## Problem statement
Extract every line in the rows below that contains the word "pale".

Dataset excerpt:
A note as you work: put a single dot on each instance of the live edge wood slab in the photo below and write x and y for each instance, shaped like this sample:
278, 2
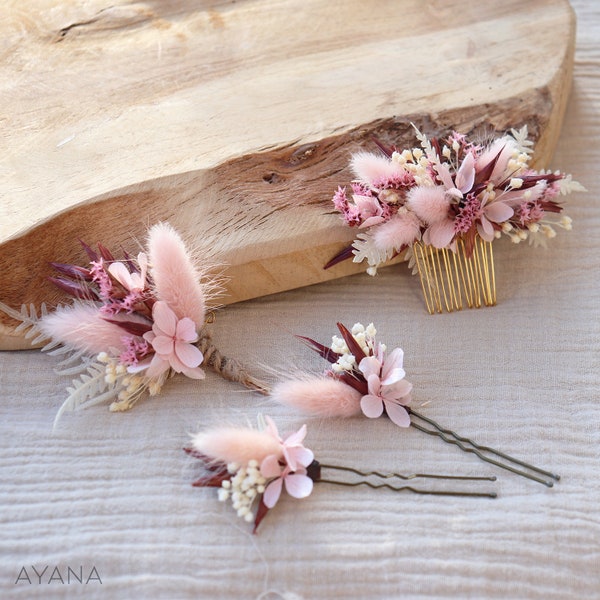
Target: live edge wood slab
235, 120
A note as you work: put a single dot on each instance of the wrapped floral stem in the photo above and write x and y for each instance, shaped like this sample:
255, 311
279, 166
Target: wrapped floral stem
133, 323
252, 467
444, 204
364, 379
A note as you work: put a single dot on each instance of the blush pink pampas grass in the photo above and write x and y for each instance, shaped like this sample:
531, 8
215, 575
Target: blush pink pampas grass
319, 396
175, 278
401, 230
83, 327
236, 445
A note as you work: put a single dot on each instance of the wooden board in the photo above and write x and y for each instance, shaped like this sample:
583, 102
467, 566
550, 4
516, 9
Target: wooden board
235, 120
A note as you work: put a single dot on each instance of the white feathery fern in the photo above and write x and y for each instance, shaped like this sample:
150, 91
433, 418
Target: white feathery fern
91, 387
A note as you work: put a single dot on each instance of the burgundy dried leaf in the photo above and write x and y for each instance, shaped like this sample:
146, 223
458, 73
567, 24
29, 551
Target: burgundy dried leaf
74, 271
345, 254
325, 352
131, 327
261, 513
352, 344
77, 290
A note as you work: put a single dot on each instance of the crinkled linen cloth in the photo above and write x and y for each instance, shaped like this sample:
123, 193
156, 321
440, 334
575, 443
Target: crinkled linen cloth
110, 494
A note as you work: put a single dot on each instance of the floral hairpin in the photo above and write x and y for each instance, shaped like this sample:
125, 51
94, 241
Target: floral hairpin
251, 467
134, 323
364, 379
445, 203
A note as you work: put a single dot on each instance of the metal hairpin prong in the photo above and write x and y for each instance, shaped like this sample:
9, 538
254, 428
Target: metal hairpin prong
376, 486
451, 437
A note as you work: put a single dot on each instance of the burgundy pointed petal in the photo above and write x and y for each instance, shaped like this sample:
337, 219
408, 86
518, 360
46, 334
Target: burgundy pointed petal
131, 327
77, 290
323, 351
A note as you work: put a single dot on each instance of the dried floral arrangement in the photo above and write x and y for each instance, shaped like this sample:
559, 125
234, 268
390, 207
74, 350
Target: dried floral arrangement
133, 323
251, 467
364, 379
444, 203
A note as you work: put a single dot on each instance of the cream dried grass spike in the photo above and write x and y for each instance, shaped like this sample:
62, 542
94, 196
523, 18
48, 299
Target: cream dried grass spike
451, 279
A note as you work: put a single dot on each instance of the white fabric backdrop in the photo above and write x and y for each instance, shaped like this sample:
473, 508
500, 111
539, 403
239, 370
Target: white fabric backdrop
113, 491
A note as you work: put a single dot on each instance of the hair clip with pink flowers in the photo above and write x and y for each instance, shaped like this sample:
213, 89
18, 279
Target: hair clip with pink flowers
251, 467
134, 323
363, 378
444, 204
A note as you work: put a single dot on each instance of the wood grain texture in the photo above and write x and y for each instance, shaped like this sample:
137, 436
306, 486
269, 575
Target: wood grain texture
235, 120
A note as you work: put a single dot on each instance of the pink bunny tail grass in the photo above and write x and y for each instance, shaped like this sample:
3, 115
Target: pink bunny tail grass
429, 203
236, 445
176, 279
82, 327
401, 230
319, 396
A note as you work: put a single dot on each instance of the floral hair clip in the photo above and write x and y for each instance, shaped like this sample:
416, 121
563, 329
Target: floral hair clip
134, 323
364, 379
252, 467
445, 203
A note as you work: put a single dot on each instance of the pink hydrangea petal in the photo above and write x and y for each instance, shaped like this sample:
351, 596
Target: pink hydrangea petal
189, 355
157, 367
394, 376
498, 212
465, 175
186, 330
396, 391
163, 344
369, 366
374, 384
397, 414
444, 172
272, 493
164, 318
298, 486
372, 406
270, 467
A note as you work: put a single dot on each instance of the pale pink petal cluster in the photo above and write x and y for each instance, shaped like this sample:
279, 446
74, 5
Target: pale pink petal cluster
290, 471
387, 387
172, 340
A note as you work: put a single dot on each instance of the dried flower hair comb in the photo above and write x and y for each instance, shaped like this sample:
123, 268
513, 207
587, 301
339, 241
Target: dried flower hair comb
362, 379
133, 323
251, 467
445, 203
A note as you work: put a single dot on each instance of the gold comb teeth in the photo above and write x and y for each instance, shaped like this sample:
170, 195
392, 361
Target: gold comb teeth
452, 279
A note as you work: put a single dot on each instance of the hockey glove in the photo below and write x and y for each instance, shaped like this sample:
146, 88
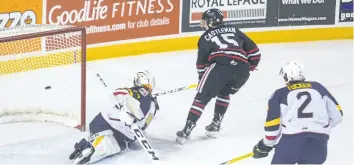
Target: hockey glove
253, 67
261, 150
82, 153
157, 107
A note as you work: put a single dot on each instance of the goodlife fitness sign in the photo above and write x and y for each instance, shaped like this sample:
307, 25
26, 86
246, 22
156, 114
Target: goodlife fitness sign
233, 10
112, 20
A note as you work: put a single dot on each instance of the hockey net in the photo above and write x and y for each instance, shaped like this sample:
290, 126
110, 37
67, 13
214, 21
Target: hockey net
43, 74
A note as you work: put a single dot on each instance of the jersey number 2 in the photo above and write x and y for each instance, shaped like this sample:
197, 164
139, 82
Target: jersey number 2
226, 38
300, 113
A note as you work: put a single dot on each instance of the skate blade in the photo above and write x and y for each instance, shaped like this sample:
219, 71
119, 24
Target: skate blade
211, 134
181, 140
85, 153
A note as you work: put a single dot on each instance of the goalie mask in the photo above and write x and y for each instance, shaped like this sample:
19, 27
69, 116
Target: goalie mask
144, 79
292, 71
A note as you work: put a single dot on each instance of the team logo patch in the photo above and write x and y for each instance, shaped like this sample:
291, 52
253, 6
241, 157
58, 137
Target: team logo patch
143, 92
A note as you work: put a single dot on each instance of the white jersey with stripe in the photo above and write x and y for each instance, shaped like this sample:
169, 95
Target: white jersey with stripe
140, 103
301, 107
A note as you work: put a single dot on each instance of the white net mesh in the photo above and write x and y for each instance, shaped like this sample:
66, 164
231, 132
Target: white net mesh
28, 66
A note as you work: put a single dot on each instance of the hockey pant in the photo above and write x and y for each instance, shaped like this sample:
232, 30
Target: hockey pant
222, 80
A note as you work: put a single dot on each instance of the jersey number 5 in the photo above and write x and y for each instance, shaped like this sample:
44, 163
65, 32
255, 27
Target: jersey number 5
300, 113
226, 40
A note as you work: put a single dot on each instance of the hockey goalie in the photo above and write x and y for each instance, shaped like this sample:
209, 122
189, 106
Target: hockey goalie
110, 130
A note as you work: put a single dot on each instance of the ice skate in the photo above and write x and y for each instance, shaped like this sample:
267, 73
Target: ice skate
183, 135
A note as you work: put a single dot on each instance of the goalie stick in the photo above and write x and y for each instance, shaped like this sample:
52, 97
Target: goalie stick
237, 159
137, 132
176, 90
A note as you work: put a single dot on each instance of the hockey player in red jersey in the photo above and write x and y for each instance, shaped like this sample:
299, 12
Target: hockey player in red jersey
110, 130
225, 58
302, 113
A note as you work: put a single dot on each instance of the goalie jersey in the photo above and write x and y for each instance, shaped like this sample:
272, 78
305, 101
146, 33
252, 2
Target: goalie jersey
139, 101
301, 107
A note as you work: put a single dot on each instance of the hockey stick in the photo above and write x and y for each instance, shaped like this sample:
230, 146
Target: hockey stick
137, 131
176, 90
237, 159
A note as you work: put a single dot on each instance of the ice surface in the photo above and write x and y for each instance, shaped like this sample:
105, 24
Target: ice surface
329, 62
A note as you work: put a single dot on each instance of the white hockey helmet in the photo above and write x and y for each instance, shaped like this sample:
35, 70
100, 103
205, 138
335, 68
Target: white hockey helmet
144, 79
292, 71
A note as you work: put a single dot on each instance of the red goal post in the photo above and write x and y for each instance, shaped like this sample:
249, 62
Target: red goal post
43, 74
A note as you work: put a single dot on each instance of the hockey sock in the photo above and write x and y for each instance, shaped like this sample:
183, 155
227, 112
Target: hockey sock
196, 110
221, 105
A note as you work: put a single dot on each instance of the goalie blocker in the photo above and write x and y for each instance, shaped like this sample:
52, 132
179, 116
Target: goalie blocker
112, 130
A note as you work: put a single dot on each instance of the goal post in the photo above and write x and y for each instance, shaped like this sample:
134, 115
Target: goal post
43, 74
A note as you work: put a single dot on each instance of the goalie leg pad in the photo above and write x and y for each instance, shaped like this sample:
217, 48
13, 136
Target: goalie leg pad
95, 147
104, 146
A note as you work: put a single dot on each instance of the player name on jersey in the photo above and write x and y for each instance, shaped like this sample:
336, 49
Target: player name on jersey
299, 85
215, 32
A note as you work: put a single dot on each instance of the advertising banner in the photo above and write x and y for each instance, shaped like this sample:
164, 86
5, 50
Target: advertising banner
113, 20
346, 11
306, 12
20, 12
242, 13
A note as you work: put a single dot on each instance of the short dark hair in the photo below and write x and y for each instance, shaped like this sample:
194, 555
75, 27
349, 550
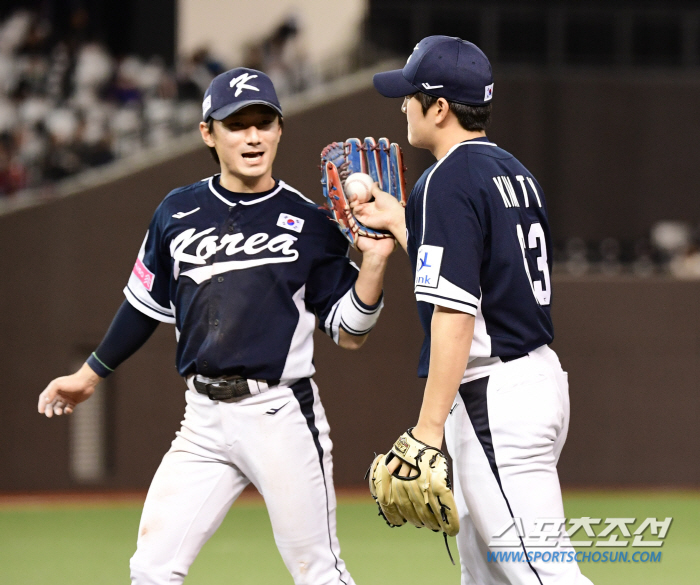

## Problem solution
A note as you work: put a single dot on each instance of the pale pink petal cluster in the photo above and write x and y for each instance, shaped like this sample:
Target: pale pink petal cluster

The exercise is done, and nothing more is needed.